**What to produce:** Count the lines below that contain the string "positive" and give only the number.

**The data:**
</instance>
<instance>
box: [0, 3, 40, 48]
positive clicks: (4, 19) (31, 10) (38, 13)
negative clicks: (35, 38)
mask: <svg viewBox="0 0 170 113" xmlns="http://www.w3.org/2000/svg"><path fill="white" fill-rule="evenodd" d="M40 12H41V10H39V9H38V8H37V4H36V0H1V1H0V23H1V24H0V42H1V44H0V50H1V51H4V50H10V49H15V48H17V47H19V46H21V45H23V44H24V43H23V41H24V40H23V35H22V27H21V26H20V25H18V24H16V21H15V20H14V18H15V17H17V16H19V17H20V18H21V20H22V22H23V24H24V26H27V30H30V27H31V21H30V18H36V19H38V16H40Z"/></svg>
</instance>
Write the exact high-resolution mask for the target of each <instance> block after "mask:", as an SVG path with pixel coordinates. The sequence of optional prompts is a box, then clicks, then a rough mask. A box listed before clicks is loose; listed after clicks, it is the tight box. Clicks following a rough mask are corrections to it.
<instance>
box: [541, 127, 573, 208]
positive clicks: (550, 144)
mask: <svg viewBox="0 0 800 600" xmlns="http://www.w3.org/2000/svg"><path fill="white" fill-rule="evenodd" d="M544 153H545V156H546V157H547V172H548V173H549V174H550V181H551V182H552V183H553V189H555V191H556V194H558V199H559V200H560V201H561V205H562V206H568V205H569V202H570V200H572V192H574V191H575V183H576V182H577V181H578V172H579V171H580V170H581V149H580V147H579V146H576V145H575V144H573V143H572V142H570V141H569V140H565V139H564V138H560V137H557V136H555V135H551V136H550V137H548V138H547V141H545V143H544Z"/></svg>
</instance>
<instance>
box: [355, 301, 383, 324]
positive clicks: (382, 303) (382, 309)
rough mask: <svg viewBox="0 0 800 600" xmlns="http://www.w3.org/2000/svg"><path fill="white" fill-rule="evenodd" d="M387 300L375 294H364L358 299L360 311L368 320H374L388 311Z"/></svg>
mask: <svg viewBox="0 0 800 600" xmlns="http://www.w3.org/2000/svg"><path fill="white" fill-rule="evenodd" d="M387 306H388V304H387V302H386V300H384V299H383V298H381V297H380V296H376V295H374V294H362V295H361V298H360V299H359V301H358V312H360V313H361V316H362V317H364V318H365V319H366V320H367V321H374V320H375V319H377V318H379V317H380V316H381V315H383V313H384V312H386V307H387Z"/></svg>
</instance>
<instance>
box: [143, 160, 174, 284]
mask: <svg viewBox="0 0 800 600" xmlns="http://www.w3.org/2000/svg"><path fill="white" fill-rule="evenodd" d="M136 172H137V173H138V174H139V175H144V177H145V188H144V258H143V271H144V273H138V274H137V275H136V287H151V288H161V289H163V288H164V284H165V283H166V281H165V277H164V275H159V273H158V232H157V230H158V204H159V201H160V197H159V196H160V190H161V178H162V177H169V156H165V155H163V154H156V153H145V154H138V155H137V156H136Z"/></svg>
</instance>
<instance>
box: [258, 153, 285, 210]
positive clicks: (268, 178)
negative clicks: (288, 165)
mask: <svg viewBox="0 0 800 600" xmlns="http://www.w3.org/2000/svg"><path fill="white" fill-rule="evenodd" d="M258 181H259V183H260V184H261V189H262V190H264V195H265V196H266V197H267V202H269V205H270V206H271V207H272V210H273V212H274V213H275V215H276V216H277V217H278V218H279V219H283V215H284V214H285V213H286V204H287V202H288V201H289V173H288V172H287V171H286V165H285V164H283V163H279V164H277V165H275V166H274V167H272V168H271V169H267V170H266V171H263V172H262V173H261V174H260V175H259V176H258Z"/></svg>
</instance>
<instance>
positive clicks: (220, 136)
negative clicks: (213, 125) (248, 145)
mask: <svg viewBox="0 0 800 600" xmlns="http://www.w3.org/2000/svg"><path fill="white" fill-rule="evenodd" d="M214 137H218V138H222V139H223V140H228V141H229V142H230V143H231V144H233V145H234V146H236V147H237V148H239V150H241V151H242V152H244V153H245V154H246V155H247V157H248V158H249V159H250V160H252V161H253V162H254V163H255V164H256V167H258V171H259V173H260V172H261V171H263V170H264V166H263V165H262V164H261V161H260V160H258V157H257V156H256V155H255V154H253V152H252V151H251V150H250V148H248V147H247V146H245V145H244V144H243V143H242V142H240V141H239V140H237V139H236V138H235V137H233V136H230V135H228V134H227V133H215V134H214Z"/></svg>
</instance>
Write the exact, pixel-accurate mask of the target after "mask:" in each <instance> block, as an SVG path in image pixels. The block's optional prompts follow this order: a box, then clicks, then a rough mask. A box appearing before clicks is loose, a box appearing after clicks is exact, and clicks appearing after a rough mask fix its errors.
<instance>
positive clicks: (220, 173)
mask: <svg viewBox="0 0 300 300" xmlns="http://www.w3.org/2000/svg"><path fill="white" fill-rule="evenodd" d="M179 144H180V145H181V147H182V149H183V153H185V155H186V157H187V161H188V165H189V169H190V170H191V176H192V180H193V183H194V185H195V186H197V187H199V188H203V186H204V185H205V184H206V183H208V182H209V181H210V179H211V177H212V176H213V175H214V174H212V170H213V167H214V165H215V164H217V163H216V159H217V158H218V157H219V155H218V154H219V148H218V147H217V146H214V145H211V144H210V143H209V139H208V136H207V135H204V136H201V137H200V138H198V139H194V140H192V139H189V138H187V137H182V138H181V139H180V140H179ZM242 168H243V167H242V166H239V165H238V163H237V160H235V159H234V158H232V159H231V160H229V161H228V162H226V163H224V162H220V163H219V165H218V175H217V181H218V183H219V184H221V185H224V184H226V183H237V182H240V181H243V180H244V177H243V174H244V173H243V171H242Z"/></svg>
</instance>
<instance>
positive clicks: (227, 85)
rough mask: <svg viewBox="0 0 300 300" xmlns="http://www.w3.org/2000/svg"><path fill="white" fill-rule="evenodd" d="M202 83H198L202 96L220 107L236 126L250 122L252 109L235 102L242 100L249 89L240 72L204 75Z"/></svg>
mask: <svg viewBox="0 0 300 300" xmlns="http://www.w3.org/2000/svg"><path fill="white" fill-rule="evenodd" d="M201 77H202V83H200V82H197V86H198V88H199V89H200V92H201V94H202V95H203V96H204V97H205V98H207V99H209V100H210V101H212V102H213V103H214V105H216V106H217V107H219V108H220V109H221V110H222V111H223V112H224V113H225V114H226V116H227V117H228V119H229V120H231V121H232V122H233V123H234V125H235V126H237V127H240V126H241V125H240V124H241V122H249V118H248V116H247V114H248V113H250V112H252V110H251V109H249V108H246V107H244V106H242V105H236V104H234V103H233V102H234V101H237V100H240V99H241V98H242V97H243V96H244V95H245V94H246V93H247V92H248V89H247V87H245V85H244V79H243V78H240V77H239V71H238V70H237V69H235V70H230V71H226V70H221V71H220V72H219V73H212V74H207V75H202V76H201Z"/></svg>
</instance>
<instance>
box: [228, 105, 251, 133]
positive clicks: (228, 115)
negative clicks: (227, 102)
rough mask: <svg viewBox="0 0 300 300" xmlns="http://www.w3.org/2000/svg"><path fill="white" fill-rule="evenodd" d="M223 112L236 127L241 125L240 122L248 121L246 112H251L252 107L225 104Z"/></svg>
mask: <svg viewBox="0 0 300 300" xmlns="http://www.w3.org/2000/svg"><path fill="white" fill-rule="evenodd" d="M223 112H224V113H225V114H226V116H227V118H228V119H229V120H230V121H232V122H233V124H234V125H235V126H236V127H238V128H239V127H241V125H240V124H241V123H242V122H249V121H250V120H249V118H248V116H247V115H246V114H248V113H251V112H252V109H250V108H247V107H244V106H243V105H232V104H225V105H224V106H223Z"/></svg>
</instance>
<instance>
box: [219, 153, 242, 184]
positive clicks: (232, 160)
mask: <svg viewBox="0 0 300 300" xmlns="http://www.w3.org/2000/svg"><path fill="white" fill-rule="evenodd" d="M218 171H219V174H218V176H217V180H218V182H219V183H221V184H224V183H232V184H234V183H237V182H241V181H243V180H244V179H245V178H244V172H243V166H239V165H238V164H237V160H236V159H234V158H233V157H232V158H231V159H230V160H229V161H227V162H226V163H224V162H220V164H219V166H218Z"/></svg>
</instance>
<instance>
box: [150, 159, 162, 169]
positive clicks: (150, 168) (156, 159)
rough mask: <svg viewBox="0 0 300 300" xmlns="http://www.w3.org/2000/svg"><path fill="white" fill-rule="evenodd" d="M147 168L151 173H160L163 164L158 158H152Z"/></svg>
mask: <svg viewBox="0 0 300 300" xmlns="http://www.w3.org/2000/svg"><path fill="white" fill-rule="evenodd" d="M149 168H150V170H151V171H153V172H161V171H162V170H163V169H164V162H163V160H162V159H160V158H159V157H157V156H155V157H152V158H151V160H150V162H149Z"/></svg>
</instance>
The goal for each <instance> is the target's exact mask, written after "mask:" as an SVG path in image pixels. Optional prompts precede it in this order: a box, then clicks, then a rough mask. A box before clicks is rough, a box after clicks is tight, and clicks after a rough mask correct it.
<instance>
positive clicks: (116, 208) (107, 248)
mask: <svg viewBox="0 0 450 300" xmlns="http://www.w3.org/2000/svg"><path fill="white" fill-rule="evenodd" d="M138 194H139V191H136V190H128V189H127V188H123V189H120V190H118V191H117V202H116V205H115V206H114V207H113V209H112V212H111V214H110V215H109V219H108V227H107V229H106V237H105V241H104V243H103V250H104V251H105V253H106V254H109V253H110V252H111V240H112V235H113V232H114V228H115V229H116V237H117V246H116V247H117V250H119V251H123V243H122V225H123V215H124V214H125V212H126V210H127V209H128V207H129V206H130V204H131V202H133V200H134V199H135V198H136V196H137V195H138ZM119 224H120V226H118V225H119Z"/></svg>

**Result:** 11